## Selected extract
==========

The CRTC, by majority, approves Bell Canada's tariff proposals to raise rates for various optional local services

  Reference: 8662-B2-05/00
1. In Orders CRTC 2000-1148 and 2000-1149, dated 18 December 2000, the Commission denied, by majority, Bell Canada Tariff Notices 6523 and 6524. In these tariff notices, the company had proposed to increase rates for certain calling features and packages thereof. In its decisions, the Commission expressed concerns about the significant additional revenues the company was able to generate from rate increases to calling features approved by the Commission since the implementation of price cap regulation and about the limited level of competition in the local telephone market.
2. On 22 December 2000, Bell Canada filed an application pursuant to section 62 of the Telecommunications Act and part VII of the CRTC Telecommunications Rules of Procedure requesting that the Commission review and vary Orders 2000-1148 and 1149 so as to approve, effective 1 February 2001, the changes originally proposed in Tariff Notices 6523 and 6524. Two customers filed comments in support of the Commission's decision in Orders 2000-1148 and 1149.
3. Bell Canada submitted that the denial of its tariff proposals is inconsistent with the parameters established for the current price cap regime and with every Commission decision relating to price changes for calling features of any incumbent local exchange carrier subject to the current price cap regime. The company noted that in Price cap regulation and related issues, Telecom Decision CRTC 97-9, dated 1 May 1997, the Commission had intentionally excluded optional local services from the price cap formula. The company also noted that since the start of the price cap regime in January 1998, the Commission has consistently approved price increases to calling features as proposed by a number of incumbent telephone companies.
4. Bell Canada stated that all of its tariff proposals related, directly or indirectly, to services that had not been subject to a price increase since 1994. The company further noted that, with one very minor exception, the rates proposed in Tariff Notice 6523 were no higher than the rates currently approved for other telephone companies subject to price cap regulation.

==========

## Data supplied

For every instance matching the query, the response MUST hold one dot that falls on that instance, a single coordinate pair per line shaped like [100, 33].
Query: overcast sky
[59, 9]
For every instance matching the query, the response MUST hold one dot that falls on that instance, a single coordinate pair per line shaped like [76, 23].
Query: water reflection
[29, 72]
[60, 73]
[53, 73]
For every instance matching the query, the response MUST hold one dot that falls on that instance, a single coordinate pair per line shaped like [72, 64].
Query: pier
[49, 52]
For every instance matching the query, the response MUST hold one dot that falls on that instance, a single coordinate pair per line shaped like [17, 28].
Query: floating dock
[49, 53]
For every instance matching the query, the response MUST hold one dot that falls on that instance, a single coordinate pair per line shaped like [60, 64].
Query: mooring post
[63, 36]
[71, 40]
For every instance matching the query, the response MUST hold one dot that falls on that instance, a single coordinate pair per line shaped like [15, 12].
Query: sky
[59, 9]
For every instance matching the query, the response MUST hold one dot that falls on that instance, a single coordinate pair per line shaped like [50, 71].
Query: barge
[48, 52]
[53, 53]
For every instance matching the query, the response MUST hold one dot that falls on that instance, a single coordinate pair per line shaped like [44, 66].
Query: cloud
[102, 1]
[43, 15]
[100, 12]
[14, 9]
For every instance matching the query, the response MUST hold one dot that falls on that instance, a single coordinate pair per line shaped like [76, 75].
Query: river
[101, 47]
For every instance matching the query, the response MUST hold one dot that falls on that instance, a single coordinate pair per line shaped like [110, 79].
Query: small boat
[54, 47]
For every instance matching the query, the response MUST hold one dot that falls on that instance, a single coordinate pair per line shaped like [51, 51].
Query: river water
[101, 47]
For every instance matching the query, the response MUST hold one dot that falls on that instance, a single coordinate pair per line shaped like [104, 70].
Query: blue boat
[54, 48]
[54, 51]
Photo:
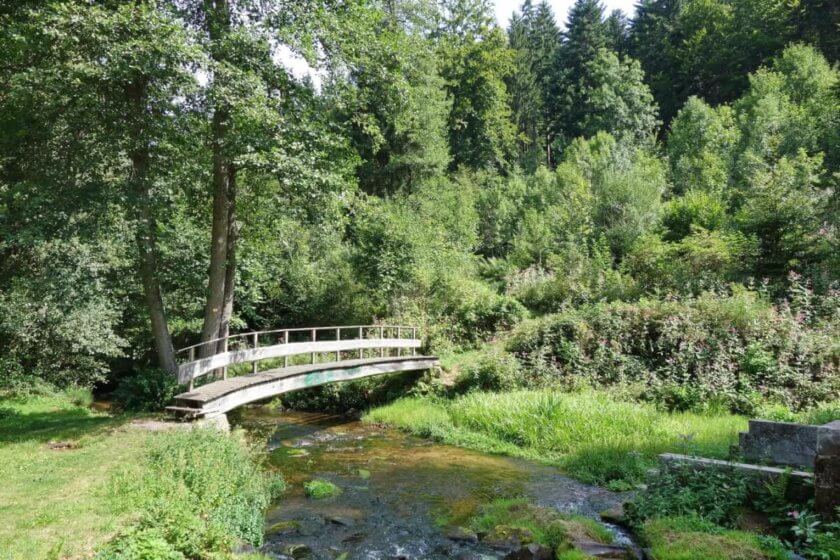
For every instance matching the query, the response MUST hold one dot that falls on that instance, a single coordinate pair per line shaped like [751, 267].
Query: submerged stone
[462, 534]
[600, 550]
[508, 537]
[531, 551]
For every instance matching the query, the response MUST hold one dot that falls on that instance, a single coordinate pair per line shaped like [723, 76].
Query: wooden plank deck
[223, 395]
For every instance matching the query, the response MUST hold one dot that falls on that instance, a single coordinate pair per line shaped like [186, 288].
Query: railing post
[224, 369]
[286, 341]
[337, 338]
[254, 365]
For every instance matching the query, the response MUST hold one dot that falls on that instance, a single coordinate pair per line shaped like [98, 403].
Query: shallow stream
[402, 497]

==========

## To-do list
- a) According to the CRTC excerpt, on what date did Bell Canada file its application asking the Commission to review and vary Orders 2000-1148 and 1149?
- b) Write out the CRTC excerpt word for word from "2. On 22 December" to "2000-1148 and 1149.".
- c) Using the CRTC excerpt, explain why the Commission denied Bell Canada Tariff Notices 6523 and 6524.

## Expected outputs
- a) 22 December 2000

- b)
2. On 22 December 2000, Bell Canada filed an application pursuant to section 62 of the Telecommunications Act and part VII of the CRTC Telecommunications Rules of Procedure requesting that the Commission review and vary Orders 2000-1148 and 1149 so as to approve, effective 1 February 2001, the changes originally proposed in Tariff Notices 6523 and 6524. Two customers filed comments in support of the Commission's decision in Orders 2000-1148 and 1149.

- c) The Commission was concerned about the significant additional revenues Bell Canada had generated from calling-feature rate increases approved since price cap regulation began. It was also concerned about the limited level of competition in the local telephone market.